- **EXTRACTED RECORDS**:

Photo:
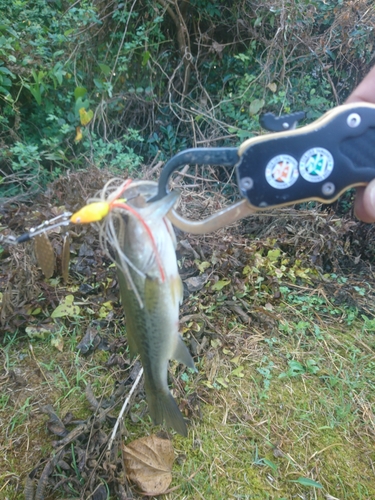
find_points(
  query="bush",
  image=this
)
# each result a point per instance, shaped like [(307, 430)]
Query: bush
[(117, 83)]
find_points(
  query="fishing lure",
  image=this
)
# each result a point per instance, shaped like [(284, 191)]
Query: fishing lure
[(96, 211)]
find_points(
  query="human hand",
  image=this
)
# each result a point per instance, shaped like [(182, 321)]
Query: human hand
[(364, 206)]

- **AIM OF THE TASK**: Please find how many lines in the records hold "result", then give that number with nothing else.

- **TASK SOLUTION**: 3